### SUPPLIED RECORDS:
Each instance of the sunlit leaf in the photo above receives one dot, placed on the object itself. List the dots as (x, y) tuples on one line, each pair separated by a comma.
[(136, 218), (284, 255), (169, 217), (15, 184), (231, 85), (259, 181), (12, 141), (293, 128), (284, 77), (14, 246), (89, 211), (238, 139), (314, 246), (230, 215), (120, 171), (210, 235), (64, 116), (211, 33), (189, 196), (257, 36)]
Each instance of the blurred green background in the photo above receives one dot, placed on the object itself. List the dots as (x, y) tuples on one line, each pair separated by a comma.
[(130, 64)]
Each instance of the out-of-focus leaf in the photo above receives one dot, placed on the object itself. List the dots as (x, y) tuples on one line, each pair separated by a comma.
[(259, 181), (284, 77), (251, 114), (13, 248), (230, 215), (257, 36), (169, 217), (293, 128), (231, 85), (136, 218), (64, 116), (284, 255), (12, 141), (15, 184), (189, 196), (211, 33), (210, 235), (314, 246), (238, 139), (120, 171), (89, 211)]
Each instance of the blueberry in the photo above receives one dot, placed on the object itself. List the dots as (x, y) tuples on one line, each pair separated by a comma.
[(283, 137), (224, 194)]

### EXERCISE GOAL:
Restate, word for word, the final stretch of the entries above: the line containing "Each instance of the blueberry" and every line after it, up to and including the last.

### ANSWER TO THIS PROBLEM:
Each instance of the blueberry in the photo above receives one dot, placed on the object itself. List the dots as (x, y) tuples on one line, each pair separated by a comma.
[(283, 137), (224, 194)]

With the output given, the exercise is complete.